DATA FOR THE TASK ▸
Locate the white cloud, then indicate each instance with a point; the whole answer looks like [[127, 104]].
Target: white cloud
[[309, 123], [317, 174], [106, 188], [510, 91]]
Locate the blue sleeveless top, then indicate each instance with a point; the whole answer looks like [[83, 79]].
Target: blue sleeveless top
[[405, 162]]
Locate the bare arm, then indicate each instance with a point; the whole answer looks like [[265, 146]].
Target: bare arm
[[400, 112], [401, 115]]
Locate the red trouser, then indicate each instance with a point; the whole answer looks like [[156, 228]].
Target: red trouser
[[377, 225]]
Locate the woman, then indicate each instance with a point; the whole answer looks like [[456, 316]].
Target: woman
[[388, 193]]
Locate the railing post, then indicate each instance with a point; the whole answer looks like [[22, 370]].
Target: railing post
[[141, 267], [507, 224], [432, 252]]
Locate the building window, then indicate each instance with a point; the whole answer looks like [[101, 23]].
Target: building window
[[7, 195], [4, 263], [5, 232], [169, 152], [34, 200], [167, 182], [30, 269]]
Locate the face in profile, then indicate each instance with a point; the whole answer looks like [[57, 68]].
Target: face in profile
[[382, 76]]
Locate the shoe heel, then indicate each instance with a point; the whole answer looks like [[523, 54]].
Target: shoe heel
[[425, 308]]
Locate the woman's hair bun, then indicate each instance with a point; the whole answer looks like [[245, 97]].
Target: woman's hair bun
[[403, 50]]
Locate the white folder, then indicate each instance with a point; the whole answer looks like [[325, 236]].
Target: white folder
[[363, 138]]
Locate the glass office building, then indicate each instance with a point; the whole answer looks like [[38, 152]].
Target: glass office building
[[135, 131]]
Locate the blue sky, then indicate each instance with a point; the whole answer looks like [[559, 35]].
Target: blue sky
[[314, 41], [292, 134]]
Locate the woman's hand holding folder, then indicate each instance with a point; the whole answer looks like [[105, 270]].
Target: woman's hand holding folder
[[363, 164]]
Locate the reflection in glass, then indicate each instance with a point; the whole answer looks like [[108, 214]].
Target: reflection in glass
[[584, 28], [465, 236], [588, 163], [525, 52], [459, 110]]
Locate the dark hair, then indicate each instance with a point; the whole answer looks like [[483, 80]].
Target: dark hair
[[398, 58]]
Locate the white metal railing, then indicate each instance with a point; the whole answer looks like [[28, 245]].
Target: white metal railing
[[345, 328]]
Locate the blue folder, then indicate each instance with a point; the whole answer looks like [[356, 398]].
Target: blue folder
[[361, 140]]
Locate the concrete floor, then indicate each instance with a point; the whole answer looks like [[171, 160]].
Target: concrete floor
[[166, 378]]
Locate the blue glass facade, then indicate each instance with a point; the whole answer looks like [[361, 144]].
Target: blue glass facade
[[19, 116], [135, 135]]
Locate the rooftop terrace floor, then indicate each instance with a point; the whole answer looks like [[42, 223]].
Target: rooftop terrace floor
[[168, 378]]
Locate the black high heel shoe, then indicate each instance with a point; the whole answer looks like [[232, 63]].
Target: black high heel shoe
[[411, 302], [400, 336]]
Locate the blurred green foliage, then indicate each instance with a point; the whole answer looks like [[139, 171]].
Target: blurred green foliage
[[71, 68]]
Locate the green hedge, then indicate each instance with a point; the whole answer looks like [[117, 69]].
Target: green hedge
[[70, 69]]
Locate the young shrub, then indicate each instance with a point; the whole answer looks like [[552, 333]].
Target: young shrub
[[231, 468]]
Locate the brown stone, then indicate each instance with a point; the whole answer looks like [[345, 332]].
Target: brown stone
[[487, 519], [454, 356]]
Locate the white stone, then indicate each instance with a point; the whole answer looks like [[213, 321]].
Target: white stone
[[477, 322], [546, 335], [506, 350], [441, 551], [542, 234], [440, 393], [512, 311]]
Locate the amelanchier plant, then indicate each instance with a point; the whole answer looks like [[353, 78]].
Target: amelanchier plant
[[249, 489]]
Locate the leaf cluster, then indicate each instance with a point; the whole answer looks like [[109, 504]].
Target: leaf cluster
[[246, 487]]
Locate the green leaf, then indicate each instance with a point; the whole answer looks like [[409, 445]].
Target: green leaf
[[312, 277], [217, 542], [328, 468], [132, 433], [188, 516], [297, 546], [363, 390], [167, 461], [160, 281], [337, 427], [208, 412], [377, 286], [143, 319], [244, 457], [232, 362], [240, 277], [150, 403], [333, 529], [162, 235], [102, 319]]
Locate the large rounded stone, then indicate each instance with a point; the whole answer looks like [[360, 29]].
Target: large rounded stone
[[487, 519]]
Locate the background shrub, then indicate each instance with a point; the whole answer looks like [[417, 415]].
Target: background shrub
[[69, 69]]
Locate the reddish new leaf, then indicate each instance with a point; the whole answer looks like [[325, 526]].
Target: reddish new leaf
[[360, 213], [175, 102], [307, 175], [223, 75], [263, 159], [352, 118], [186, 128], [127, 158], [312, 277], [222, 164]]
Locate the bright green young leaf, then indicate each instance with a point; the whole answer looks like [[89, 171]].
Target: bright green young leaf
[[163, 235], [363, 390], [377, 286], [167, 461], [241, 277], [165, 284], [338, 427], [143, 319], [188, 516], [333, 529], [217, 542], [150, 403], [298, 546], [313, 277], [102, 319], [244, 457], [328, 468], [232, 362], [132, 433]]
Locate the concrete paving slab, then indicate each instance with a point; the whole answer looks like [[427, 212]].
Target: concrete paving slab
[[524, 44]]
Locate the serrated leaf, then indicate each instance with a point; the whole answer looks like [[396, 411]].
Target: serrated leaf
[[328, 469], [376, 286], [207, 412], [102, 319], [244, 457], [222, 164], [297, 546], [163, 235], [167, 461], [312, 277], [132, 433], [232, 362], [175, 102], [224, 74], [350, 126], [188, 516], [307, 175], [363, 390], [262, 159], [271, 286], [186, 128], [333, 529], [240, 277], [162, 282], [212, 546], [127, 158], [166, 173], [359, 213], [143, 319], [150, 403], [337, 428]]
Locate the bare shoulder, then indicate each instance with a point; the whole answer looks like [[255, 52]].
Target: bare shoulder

GIVEN EXERCISE ▸ Reproduce every line of the records above verbatim, preserving their order, wording, and punctuation.

EXERCISE OUTPUT ▸
Locate the white cloud, then indicate each instance with a point; the whole answer looks like [[127, 104]].
Target: white cloud
[[309, 123], [317, 174], [106, 188], [510, 91]]
Locate the blue sleeveless top, then indicate each instance with a point; the whole answer looks like [[83, 79]].
Target: blue sleeveless top
[[405, 162]]
Locate the bare arm, then indicate each instance with a point; the whole answer looks like [[265, 146]].
Target: bare arm
[[400, 112], [401, 115]]
Locate the red trouser, then indicate each instance with a point; the whole answer looks like [[156, 228]].
Target: red trouser
[[377, 225]]
Locate the woman, then indicate each instance with a point; the whole answer looks like [[456, 316]].
Target: woman
[[388, 193]]
Locate the railing post, then indicate each instance with a point; the whole answer looks like [[22, 370]].
Target: railing post
[[141, 267], [507, 224], [432, 252]]
Locate the building window, then indicate each instance with a point; the whole answer looks like [[101, 23]].
Target: building window
[[7, 195], [4, 263], [5, 232], [169, 152], [34, 200], [167, 182], [30, 269]]
Locate the face in profile, then indicate each instance with a point; the whole answer looks like [[57, 68]].
Target: face in profile
[[382, 76]]
Locate the shoe heel, then indicate each instance with a point; the whole answer looks like [[523, 54]].
Target: shoe heel
[[425, 308]]
Locate the woman's hair bun, then indicate each instance with a point; the whole answer looks like [[245, 97]].
Target: woman's hair bun
[[403, 50]]
Locate the white folder, then indicate each instance with a point; the whole answer looks like [[325, 236]].
Target: white folder
[[363, 138]]
Locate the glass office building, then indicate each instance with a point; the whole answer looks like [[38, 152]].
Target: glass office building
[[135, 131]]
Locate the blue sky, then indicate each instance with a point; the whole answer looks like [[559, 35]].
Target: blue sky
[[314, 41], [292, 134]]
Locate the woman's hand holding folder, then indicate each instance with a point; the whole answer looks like [[105, 270]].
Target: woman's hand holding folder
[[363, 164]]
Locate the reflection in glass, then indicate each instance with a point; the whole answer looks like [[108, 214]].
Target: reflection in glass
[[584, 28], [465, 236], [588, 163], [525, 52], [459, 110]]
Locate the dark hair, then indicate each instance with a point; the whole answer looks like [[483, 80]].
Target: dark hair
[[398, 58]]
Locate the white metal railing, then indicate each instance with a point; the whole answer looks like [[28, 245]].
Target: white metal railing
[[345, 328]]
Locate the blue folder, then indicate each instance with a point; the whole answer looks like [[356, 398]].
Target: blue folder
[[361, 140]]
Locate the concrete floor, then indicate each instance with a point; the whole answer looks like [[171, 160]].
Target: concrete floor
[[166, 378]]
Locate the blue glass facade, then indicate each instance with a point; the whole answer looks like [[361, 144]].
Target: blue glass facade
[[19, 116], [135, 135]]
Locate the rooftop terrace floor, then indicate each instance with a point; the whole answer looks like [[42, 223]].
Target: rooftop terrace floor
[[168, 378]]
Locate the black high heel shoe, then indicate each instance with a point; the whole answer looks like [[232, 63]].
Target: black high heel shoe
[[411, 302], [400, 336]]
Locate the blurred green foliage, then indicate each instance with a point; the whole answer looks like [[139, 171]].
Target: blurred green foliage
[[71, 68]]
Locate the green hedge, then indicate each instance with a point; the whole answer looks like [[117, 69]].
Target: green hedge
[[70, 69]]
Locate the young shrub, then indicate each instance with a point; the whole answer looks like [[552, 333]].
Target: young shrub
[[231, 468]]
Locate the brown stone, then indicate each instance with a point; the whole answer looks like [[345, 332]].
Target: brown stone
[[487, 519], [454, 356]]
Locate the white stone, then indicate each instance with a point; the whole answer looks like [[213, 321]].
Target: white stone
[[477, 322], [546, 335], [506, 350], [441, 551], [542, 234], [440, 393], [512, 311]]
Locate the amelanchier plant, then indicate each instance with a point; the whole answer looks like [[353, 78]].
Target: amelanchier plant
[[249, 489]]
Locate the leaf cluster, then indicate each instance with a point; the whole answer looks like [[109, 504]].
Target: leaf cluster
[[246, 487]]
Locate the green leaf, then indicate each instance with a point; the whole answer looks like [[409, 445]].
Target: green leaf
[[312, 277], [217, 542], [328, 468], [132, 433], [188, 516], [297, 546], [363, 390], [167, 461], [160, 281], [337, 427], [208, 412], [377, 286], [143, 319], [244, 457], [232, 362], [240, 277], [150, 403], [333, 529], [162, 235], [102, 319]]
Locate the large rounded stone, then indicate each instance with a point; the whole answer looks like [[360, 29]].
Target: large rounded stone
[[487, 519]]
Locate the background shrub, then indicate each instance with a point; the whole answer looks like [[417, 415]].
Target: background shrub
[[69, 69]]
Locate the reddish new leaf, then indicate each instance with a point; the whole answer looks like [[325, 526]].
Target: reddish new leaf
[[360, 213], [175, 102], [307, 175], [223, 75], [263, 159], [352, 118], [186, 128], [127, 158], [312, 277], [222, 164]]
Locate the bright green young leaf, then indicate each instance with a point; the whole answer looks like [[89, 171]].
Target: bright green young leaf
[[163, 235], [363, 390], [377, 286], [167, 461], [241, 277], [165, 284], [338, 427], [143, 319], [188, 516], [333, 529], [217, 542], [150, 403], [298, 546], [313, 277], [102, 319], [244, 457], [328, 468], [232, 362], [132, 433]]
Locate the concrete paving slab, then indicate each instance with a point; the whole answer looks like [[427, 212]].
Target: concrete paving slab
[[524, 44]]
Locate the serrated leaf, then indicate each instance with a point; the whole answer looks like [[396, 411]].
Target: serrated leaf
[[328, 469], [376, 286], [207, 412], [102, 319], [244, 457], [222, 164], [297, 546], [163, 235], [167, 461], [312, 277], [132, 433], [232, 362], [175, 102], [224, 74], [350, 126], [188, 516], [307, 175], [363, 390], [262, 159], [271, 286], [186, 128], [333, 529], [240, 277], [162, 282], [212, 546], [127, 158], [166, 173], [359, 213], [143, 319], [150, 403], [337, 428]]
Locate the bare shoulder, then indicate each instance with a point; the whole answer looks like [[255, 52]].
Target: bare shoulder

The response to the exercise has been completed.